┌──

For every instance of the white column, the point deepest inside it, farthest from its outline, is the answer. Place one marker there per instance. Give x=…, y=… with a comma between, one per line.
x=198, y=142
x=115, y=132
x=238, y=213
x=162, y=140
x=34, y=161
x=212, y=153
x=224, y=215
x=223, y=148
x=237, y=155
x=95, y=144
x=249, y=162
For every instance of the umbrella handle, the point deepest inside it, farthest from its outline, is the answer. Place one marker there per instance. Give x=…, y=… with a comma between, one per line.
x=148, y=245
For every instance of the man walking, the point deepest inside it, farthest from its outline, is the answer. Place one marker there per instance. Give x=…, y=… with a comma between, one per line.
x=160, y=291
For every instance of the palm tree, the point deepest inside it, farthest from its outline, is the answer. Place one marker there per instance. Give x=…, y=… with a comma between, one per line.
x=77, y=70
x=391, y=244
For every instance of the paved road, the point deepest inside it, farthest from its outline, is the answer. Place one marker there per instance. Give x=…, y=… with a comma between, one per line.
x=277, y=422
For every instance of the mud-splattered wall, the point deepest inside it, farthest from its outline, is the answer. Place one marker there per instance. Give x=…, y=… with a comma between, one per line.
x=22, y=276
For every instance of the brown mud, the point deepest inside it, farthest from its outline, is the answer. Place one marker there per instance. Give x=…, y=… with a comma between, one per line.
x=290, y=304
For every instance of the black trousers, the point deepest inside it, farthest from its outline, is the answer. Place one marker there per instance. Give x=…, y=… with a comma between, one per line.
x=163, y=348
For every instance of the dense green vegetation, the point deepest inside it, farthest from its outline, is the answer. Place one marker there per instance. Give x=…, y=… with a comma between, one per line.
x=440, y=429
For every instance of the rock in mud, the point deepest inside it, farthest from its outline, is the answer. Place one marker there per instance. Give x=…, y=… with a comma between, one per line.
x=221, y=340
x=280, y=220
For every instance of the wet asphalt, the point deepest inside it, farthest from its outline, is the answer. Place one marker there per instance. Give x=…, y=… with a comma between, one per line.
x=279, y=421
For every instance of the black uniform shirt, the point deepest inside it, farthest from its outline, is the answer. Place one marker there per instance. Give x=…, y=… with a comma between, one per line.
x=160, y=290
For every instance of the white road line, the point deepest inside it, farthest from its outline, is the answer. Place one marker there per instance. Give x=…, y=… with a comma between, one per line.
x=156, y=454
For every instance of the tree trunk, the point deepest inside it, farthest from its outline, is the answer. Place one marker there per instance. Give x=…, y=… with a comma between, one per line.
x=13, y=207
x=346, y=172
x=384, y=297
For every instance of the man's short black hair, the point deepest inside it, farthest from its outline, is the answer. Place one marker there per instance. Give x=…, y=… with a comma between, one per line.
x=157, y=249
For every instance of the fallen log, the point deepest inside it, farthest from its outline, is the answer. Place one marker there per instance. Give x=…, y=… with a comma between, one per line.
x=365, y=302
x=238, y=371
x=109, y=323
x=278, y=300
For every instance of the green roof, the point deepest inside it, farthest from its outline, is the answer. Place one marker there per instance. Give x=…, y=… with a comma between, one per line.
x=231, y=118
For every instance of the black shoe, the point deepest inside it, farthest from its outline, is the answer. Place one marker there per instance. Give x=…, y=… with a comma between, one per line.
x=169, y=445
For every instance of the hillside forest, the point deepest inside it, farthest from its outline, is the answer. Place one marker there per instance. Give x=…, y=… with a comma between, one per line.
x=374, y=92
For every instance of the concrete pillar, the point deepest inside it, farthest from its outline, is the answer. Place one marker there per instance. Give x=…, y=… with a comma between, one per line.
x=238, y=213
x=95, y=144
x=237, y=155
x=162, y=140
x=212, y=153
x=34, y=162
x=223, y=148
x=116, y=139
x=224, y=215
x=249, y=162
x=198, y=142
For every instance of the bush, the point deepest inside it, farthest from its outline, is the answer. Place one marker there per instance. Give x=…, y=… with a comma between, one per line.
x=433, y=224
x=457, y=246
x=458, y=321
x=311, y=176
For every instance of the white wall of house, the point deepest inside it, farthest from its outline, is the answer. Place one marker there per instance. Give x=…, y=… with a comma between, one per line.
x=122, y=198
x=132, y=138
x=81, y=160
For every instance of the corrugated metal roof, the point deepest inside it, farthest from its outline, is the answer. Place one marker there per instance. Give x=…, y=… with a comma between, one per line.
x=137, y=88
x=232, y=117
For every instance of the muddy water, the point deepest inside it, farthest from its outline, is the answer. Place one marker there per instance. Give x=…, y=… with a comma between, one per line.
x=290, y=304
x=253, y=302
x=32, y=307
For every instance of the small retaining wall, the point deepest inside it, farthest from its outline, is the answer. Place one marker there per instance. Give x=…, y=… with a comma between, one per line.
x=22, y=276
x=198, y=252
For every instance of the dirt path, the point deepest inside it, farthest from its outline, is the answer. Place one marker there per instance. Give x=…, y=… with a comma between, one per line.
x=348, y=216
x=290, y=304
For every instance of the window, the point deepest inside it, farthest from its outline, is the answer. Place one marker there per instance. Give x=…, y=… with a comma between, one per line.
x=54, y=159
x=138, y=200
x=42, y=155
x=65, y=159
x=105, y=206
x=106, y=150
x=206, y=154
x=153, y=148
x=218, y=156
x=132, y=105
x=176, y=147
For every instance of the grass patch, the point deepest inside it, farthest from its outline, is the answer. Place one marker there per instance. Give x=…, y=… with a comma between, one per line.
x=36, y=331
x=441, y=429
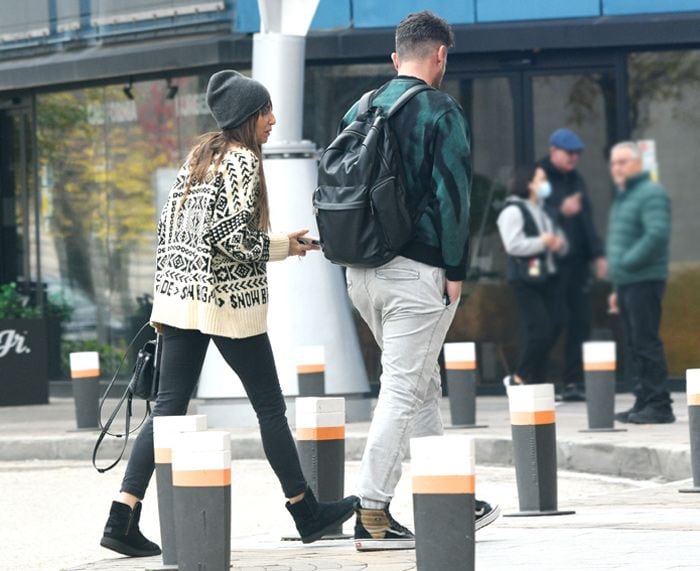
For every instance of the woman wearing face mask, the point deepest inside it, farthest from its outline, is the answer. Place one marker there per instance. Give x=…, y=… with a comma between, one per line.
x=533, y=242
x=211, y=285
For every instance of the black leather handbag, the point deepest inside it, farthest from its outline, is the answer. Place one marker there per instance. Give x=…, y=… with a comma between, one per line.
x=143, y=385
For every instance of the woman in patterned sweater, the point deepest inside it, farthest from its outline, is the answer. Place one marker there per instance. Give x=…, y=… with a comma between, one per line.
x=211, y=284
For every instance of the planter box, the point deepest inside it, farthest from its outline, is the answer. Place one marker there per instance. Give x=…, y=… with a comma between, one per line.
x=23, y=362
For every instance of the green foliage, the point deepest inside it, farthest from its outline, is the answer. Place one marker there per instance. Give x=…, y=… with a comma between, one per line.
x=14, y=305
x=59, y=307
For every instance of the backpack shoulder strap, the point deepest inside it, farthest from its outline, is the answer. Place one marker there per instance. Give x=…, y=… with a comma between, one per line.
x=406, y=97
x=365, y=102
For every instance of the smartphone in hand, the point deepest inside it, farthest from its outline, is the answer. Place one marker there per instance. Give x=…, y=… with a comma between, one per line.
x=309, y=241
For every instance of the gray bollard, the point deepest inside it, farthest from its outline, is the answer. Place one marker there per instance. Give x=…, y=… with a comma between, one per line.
x=533, y=427
x=166, y=432
x=460, y=367
x=311, y=368
x=692, y=379
x=320, y=435
x=202, y=500
x=442, y=472
x=599, y=363
x=85, y=374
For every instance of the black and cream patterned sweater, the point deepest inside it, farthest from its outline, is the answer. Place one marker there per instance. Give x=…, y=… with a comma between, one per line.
x=211, y=258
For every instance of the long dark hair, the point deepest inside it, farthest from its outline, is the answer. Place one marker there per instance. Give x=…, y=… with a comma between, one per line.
x=205, y=158
x=521, y=179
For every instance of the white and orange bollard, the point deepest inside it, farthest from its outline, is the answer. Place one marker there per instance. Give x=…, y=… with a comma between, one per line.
x=166, y=432
x=692, y=380
x=599, y=364
x=442, y=473
x=320, y=435
x=85, y=374
x=460, y=368
x=311, y=370
x=533, y=427
x=202, y=500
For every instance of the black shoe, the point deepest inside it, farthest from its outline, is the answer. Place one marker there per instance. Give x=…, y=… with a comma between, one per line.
x=376, y=530
x=122, y=533
x=314, y=519
x=572, y=393
x=624, y=416
x=652, y=415
x=484, y=514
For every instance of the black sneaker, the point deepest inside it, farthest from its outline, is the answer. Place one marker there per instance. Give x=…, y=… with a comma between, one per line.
x=652, y=415
x=624, y=416
x=572, y=393
x=122, y=533
x=484, y=514
x=376, y=530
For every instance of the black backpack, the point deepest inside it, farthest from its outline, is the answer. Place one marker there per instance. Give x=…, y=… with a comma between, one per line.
x=360, y=203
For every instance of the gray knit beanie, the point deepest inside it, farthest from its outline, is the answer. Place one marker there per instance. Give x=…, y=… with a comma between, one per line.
x=233, y=97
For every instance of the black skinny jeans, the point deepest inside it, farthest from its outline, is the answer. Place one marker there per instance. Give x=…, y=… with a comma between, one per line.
x=252, y=360
x=540, y=309
x=576, y=304
x=640, y=310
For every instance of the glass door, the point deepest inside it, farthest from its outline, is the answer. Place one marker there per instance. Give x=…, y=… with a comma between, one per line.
x=511, y=114
x=19, y=205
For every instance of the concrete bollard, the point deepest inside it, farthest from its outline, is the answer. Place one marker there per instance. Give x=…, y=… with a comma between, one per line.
x=320, y=435
x=311, y=368
x=533, y=427
x=202, y=500
x=166, y=432
x=692, y=379
x=85, y=373
x=599, y=363
x=442, y=470
x=460, y=366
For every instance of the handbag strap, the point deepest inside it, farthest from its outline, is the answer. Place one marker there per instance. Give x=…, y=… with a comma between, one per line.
x=128, y=397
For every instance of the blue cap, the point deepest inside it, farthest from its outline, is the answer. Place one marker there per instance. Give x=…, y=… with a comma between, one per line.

└──

> _TASK REQUIREMENTS_
Lay out the lines above as a numbered list, starting at the first line and ending at the line that contains "x=277, y=422". Include both ends and leave out blank lines.

> _EXERCISE SOLUTION_
1. For every instance of the white column, the point deepest inside it, farthest from its outline, is the answer. Place one marker there per instance. Give x=…, y=… with a comma between, one per line.
2. x=198, y=142
3. x=115, y=132
4. x=238, y=213
5. x=162, y=140
6. x=34, y=161
7. x=212, y=153
8. x=224, y=215
9. x=223, y=148
10. x=237, y=155
11. x=95, y=144
12. x=249, y=162
13. For every instance of the umbrella handle, the point deepest inside it, farthest from its outline, is the answer. Place one marker there per instance. Give x=…, y=… with a comma between, one per line.
14. x=148, y=245
15. For every instance of the man walking, the point deepest inside it, farthest from its outline, is the answer. Place one marker there per instance. Give x=…, y=… with a comma between, one per line.
16. x=160, y=291
17. For every instance of the palm tree, the point deepest inside it, farthest from its outline, is the answer. Place one marker there per instance. Give x=…, y=… with a comma between, one per line.
18. x=77, y=70
19. x=391, y=244
20. For every instance of the paved road, the point deepest inside it, farthest from its outline, is the answer. Place one marker there per instance. Give x=…, y=… with a comma between, one per line.
21. x=277, y=422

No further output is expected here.